**FRAGMENTO**
============================================================

El sólo hecho de estar en una mesa de diálogo sobre la literatura del narcotráfico me parece accidental y circunstancial, como accidental y circunstancial es la formación de algunos artistas o escritores. Uno no escoge los libros. Los libros llegan a uno cuando nos sienten listos para leerlos. Uno busca muchas veces ofrecer un mensaje singular en lo que escribe y la mirada del lector —también dada por la circunstancia en la que vive— decodifica ese mensaje de formas inesperadas. Uno no escoge los encuentros y mesas redondas donde va a participar; llegan a uno para que en ellas hablemos de los fantasmas que nos han hecho escribir.Desde que comencé en este oficio, mi formación ha sido más práctica que teórica, más intuitiva que formativa, más plural que singular. Un camino sinuoso, accidentado y circunstancial me ha formado, como aquel viajero que busca llegar a casa y en el trayecto agarra elementos de un lado y otro que lo ayudarán a que su viaje cobre múltiples significados. Nunca he sido un académico, pero sí una especie de destripador que se sumerge en lo más profundo de los cuerpos literarios para redescubrir la magia que lo ayudará a pulir lo que quiere decir. Cada libro —hablo de los dos publicados y la novela que está en puerta, mas no de los que acabaron en la basura— y ciertos episodios de mi existencia me han exigido un tipo de formación distinta. Pero, sobre todo, cada uno me ha enseñado casi a responder las preguntas a ¿por qué escribo y qué busco con mi literatura?

En la creación literaria existen impulsos que obligan al escritor a iniciar o posponer la escritura de un libro. Algunos los nombran demonios, culpas, falta de energía o conocimiento. Pero se trata en realidad de accidentes del destino o circunstancias que se anidan en el escritor, para que en un futuro muy próximo o lejano las ficcionalice gracias a su manera de ver el mundo o renuncié a ellos. Es como si la vida misma fuera una niña traviesa que, desde un espacio secreto, nos lanzara hilos tramposos para encausar o retardar nuestro camino y dilucidar las respuestas a nuestra existencia.

Mario Vargas Llosa aseguraba que Los miserables jamás se habría escrito si Víctor Hugo no hubiera conocido la enorme injusticia social de su tiempo en las cárceles francesas. Al visitar una, descubrió que había individuos que estaban condenados a muerte por haber robado pan. Aquello fue el impulso inicial que lo obligaría a escribir una de las más grandes obras de su siglo. Y no se trataba de un compromiso social o moral del escritor ante el momento que le ha tocado vivir. Sino más bien una experiencia de vida muy concreta que se anidó en él hasta convertirse en el fantasma que lo obligó durante más de ocho años a levantarse de la cama para escribir. Lo mismo pasó con La Educación sentimental de Flaubert. Esa novelita de formación jamás habría nacido si el francés, en plena adolescencia, no hubiera visitado la playa en sus vacaciones de verano y visto cómo un chal, que estaba tirado en la arena, iba a ser mojado por el mar. Al rescatarlo y preguntar de quién podría ser, Flaubert conoció —para bien o para mal— el rostro de la mujer que lo marcaría con fuego de por vida y definiría su rumbo no sólo en la escritura, sino en el amor. Las tres versiones que hay de La educación sentimental tratan de reproducir el instante del descubrimiento: ese hechizo que surgió entre el joven y la señora al momento de mirarse. Es en, pocas palabras, como si una bacteria se hubiera apoderado del escritor para alterar no sólo su estado físico, sino también el mental por el resto de su vida.

============================================================

**MATERIAL REUNIDO**
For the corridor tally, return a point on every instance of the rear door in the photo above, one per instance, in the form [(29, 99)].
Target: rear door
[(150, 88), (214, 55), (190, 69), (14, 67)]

============================================================

**TAREAS POR HACER**
a) Según el fragmento, ¿qué descubrió Víctor Hugo al visitar una cárcel francesa?
b) Copia al pie de la letra la parte del fragmento que abre con las palabras que contienen "En la creación" y cierra con "a nuestra existencia.".

**RESPUESTAS ESCRITAS**
a) Que había individuos condenados a muerte por haber robado pan.

b)
En la creación literaria existen impulsos que obligan al escritor a iniciar o posponer la escritura de un libro. Algunos los nombran demonios, culpas, falta de energía o conocimiento. Pero se trata en realidad de accidentes del destino o circunstancias que se anidan en el escritor, para que en un futuro muy próximo o lejano las ficcionalice gracias a su manera de ver el mundo o renuncié a ellos. Es como si la vida misma fuera una niña traviesa que, desde un espacio secreto, nos lanzara hilos tramposos para encausar o retardar nuestro camino y dilucidar las respuestas a nuestra existencia.